### [WORK ORDER]
Look for the line containing "Query: white shelving unit" and the line containing "Flashcard task. Put a dot on each instance of the brown" in the entries below. Copy those two and all lines between them exactly, leaving out pictures.

[SOURCE DATA — start]

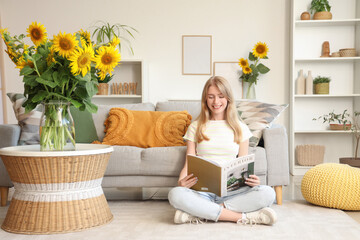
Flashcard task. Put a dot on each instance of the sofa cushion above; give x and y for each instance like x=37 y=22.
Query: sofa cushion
x=158 y=161
x=103 y=112
x=260 y=160
x=125 y=160
x=192 y=107
x=28 y=122
x=85 y=131
x=146 y=128
x=258 y=116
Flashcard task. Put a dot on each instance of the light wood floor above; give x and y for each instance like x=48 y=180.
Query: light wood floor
x=290 y=192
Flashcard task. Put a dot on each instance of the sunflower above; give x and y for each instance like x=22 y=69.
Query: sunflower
x=101 y=75
x=84 y=37
x=106 y=59
x=81 y=60
x=247 y=70
x=243 y=62
x=50 y=58
x=21 y=63
x=37 y=33
x=260 y=50
x=65 y=44
x=115 y=41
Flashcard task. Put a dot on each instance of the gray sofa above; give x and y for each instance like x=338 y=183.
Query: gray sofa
x=160 y=166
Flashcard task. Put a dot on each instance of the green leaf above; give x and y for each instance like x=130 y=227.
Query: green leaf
x=36 y=56
x=39 y=96
x=81 y=92
x=86 y=78
x=30 y=80
x=26 y=71
x=262 y=68
x=76 y=104
x=252 y=57
x=46 y=82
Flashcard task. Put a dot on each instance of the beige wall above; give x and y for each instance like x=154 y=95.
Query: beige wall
x=235 y=25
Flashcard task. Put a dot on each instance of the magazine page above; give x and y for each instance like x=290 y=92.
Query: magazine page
x=236 y=173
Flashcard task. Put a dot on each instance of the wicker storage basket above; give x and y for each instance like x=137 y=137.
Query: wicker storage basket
x=309 y=155
x=347 y=52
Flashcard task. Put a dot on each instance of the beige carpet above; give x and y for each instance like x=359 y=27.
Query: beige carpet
x=154 y=220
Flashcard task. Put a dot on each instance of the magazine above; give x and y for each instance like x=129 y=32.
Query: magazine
x=222 y=179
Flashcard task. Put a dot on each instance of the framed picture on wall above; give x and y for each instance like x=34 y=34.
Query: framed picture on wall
x=196 y=54
x=231 y=71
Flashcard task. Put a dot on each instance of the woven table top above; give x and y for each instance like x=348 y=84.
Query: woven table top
x=34 y=150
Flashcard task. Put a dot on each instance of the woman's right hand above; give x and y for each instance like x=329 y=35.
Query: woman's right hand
x=188 y=181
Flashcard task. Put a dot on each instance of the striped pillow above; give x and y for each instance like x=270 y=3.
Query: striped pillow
x=258 y=116
x=29 y=122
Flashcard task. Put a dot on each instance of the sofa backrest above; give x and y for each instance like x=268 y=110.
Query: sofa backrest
x=103 y=112
x=192 y=107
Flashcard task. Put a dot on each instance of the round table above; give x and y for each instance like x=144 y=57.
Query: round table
x=56 y=191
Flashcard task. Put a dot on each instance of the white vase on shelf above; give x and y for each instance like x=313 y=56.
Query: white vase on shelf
x=309 y=83
x=300 y=84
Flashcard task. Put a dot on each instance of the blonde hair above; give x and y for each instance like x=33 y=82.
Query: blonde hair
x=231 y=116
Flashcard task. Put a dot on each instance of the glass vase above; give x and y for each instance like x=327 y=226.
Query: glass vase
x=249 y=90
x=57 y=131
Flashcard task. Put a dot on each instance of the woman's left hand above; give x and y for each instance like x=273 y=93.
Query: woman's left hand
x=252 y=181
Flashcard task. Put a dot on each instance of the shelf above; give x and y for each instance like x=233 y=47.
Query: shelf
x=321 y=131
x=334 y=22
x=340 y=59
x=327 y=95
x=117 y=96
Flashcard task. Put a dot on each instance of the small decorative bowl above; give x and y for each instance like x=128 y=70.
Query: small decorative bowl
x=347 y=52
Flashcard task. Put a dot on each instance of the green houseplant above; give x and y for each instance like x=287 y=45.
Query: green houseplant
x=355 y=128
x=337 y=121
x=105 y=32
x=321 y=85
x=251 y=73
x=321 y=9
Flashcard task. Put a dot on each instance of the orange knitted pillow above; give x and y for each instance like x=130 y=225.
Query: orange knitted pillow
x=146 y=128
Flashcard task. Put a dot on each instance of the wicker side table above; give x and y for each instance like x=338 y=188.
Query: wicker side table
x=56 y=192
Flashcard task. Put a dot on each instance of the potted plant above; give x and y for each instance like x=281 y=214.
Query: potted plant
x=104 y=32
x=337 y=121
x=321 y=8
x=321 y=85
x=355 y=128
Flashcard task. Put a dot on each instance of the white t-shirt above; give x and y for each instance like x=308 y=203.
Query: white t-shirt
x=221 y=146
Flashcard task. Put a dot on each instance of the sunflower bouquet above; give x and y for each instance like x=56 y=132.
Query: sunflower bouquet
x=252 y=72
x=63 y=69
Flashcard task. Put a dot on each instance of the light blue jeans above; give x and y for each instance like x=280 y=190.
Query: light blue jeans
x=207 y=205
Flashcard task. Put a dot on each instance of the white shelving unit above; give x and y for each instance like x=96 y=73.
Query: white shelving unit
x=307 y=37
x=129 y=71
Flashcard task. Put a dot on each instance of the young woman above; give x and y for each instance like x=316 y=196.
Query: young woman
x=220 y=135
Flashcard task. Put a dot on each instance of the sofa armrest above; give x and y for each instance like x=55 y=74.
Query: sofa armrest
x=277 y=155
x=10 y=134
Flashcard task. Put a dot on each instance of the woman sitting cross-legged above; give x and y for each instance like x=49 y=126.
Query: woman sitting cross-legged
x=219 y=134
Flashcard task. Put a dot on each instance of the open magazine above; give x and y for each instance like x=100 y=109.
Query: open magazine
x=222 y=179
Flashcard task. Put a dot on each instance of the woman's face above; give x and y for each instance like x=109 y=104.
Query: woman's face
x=217 y=103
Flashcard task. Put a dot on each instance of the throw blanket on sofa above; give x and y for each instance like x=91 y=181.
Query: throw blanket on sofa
x=146 y=128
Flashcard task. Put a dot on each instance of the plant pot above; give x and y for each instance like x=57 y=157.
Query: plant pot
x=57 y=130
x=354 y=162
x=340 y=126
x=322 y=15
x=322 y=88
x=103 y=89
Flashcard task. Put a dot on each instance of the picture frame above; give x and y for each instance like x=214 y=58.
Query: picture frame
x=196 y=54
x=231 y=71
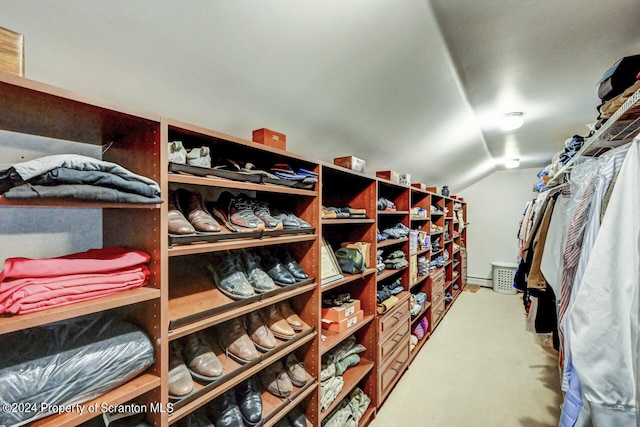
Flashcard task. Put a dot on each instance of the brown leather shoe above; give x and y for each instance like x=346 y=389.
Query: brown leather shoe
x=275 y=380
x=261 y=336
x=290 y=316
x=180 y=381
x=198 y=215
x=295 y=370
x=201 y=360
x=177 y=223
x=276 y=323
x=234 y=339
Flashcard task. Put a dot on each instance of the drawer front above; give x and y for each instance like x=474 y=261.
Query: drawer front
x=392 y=318
x=392 y=369
x=394 y=339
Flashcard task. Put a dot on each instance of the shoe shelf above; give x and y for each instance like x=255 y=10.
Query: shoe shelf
x=235 y=372
x=26 y=321
x=352 y=377
x=131 y=390
x=239 y=243
x=330 y=339
x=391 y=242
x=388 y=273
x=348 y=278
x=274 y=408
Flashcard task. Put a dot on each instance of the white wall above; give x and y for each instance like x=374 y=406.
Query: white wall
x=494 y=210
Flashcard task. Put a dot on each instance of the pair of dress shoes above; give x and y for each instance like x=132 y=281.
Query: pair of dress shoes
x=280 y=377
x=243 y=336
x=188 y=214
x=191 y=358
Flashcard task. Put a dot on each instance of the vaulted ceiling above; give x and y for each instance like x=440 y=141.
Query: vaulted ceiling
x=414 y=86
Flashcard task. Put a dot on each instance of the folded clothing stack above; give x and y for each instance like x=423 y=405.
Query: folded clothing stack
x=29 y=285
x=68 y=362
x=72 y=176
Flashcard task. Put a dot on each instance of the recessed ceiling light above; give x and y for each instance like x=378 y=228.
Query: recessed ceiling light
x=511 y=121
x=512 y=163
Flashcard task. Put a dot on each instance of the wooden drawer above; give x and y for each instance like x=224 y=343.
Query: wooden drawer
x=392 y=369
x=393 y=317
x=393 y=339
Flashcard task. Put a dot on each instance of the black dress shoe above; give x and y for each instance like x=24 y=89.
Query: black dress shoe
x=225 y=412
x=292 y=265
x=297 y=418
x=275 y=269
x=249 y=400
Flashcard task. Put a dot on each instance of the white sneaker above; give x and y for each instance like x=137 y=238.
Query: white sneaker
x=199 y=157
x=177 y=153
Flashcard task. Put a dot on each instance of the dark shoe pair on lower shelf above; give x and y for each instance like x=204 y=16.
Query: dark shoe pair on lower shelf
x=242 y=274
x=243 y=336
x=188 y=214
x=191 y=357
x=280 y=377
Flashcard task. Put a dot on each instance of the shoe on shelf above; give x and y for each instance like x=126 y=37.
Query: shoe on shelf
x=292 y=265
x=262 y=211
x=295 y=370
x=177 y=223
x=177 y=153
x=228 y=275
x=290 y=316
x=276 y=323
x=199 y=157
x=224 y=411
x=259 y=333
x=297 y=417
x=249 y=401
x=258 y=278
x=240 y=211
x=275 y=380
x=201 y=360
x=235 y=341
x=274 y=268
x=180 y=381
x=197 y=213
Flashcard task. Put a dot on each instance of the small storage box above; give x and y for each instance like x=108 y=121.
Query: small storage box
x=344 y=324
x=503 y=274
x=351 y=162
x=336 y=314
x=389 y=175
x=270 y=138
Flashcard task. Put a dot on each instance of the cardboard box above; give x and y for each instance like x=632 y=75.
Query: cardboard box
x=344 y=324
x=351 y=162
x=336 y=314
x=270 y=138
x=389 y=175
x=11 y=52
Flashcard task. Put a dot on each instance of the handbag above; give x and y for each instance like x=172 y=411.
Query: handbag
x=350 y=260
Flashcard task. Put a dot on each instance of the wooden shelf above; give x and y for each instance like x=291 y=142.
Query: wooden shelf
x=235 y=373
x=225 y=245
x=352 y=377
x=391 y=242
x=344 y=221
x=348 y=278
x=393 y=213
x=25 y=321
x=331 y=339
x=134 y=388
x=67 y=203
x=201 y=309
x=388 y=273
x=238 y=185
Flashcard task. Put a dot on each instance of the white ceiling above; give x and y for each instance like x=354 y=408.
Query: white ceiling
x=408 y=85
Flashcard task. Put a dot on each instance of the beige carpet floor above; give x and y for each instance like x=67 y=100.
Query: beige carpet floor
x=479 y=368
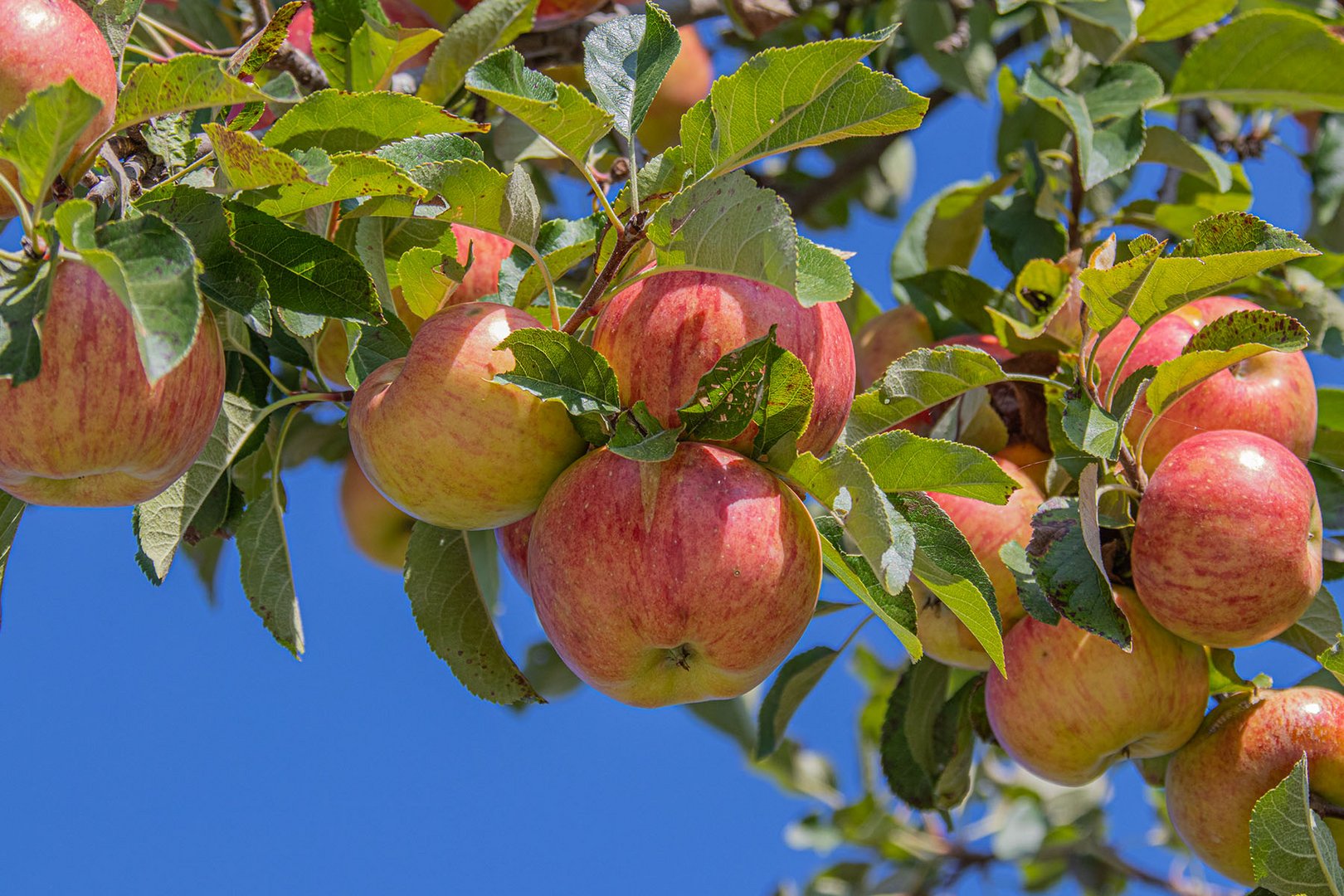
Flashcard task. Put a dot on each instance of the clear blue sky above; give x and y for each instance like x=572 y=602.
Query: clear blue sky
x=153 y=744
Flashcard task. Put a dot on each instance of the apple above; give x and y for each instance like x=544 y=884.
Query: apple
x=665 y=332
x=1244 y=748
x=444 y=442
x=90 y=430
x=1227 y=542
x=884 y=338
x=1074 y=703
x=674 y=582
x=1272 y=394
x=687 y=84
x=377 y=528
x=47 y=42
x=553 y=14
x=513 y=542
x=986 y=527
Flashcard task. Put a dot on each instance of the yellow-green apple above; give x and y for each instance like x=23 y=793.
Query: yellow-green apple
x=665 y=332
x=1244 y=750
x=1227 y=542
x=553 y=14
x=47 y=42
x=513 y=542
x=1272 y=394
x=674 y=582
x=884 y=338
x=377 y=528
x=446 y=444
x=986 y=527
x=90 y=430
x=1074 y=703
x=687 y=84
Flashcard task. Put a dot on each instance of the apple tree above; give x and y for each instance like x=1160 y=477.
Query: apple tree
x=541 y=284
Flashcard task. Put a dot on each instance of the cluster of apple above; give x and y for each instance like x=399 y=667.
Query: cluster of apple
x=1226 y=553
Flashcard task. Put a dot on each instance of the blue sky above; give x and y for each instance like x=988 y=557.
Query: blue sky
x=152 y=743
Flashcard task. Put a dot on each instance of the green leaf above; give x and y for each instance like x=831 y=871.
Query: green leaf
x=626 y=61
x=902 y=461
x=1273 y=58
x=162 y=522
x=368 y=121
x=559 y=113
x=453 y=617
x=895 y=610
x=266 y=571
x=1064 y=553
x=917 y=382
x=184 y=82
x=1220 y=344
x=304 y=271
x=788 y=99
x=152 y=268
x=796 y=680
x=1292 y=850
x=39 y=136
x=1170 y=19
x=947 y=566
x=555 y=366
x=485 y=28
x=1317 y=627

[SOURCE DATA — finish]

### [PROBLEM SOLUTION]
Query: white shelving unit
x=307 y=37
x=129 y=71
Flashcard task. Put a dot on each instance of the young woman above; give x and y for each instance like x=316 y=196.
Query: young woman
x=220 y=135
Flashcard task. Put a dot on each instance of the sofa armrest above; give x and y for each instance like x=55 y=74.
Query: sofa armrest
x=277 y=155
x=10 y=134
Flashcard task. Put a dot on each instance of the woman sitting cross-legged above; give x and y for each instance like x=49 y=126.
Query: woman sitting cross-legged
x=219 y=134
Flashcard task. Put a dot on each instance of the open magazine above; give x and y for each instance like x=100 y=109.
Query: open magazine
x=222 y=179
Flashcard task. Put a dot on each instance of the woman's face above; give x and y for each instance like x=109 y=104.
Query: woman's face
x=217 y=103
Flashcard task. Put a dot on each instance of the throw blanket on sofa above; give x and y for each instance like x=91 y=181.
Query: throw blanket on sofa
x=146 y=128
Flashcard task. Put a dot on each instance of the plant pot above; give x and y for each instance like x=57 y=157.
Query: plant pot
x=57 y=130
x=354 y=162
x=340 y=126
x=322 y=15
x=322 y=88
x=103 y=89
Flashcard task. Put a dot on each instance of the picture frame above; give x and y for each instance like x=214 y=58.
Query: picture frame
x=196 y=54
x=231 y=71
Flashcard task. Put a dot on each instance of the brown leather shoe above; give x and y for each instance like x=346 y=389.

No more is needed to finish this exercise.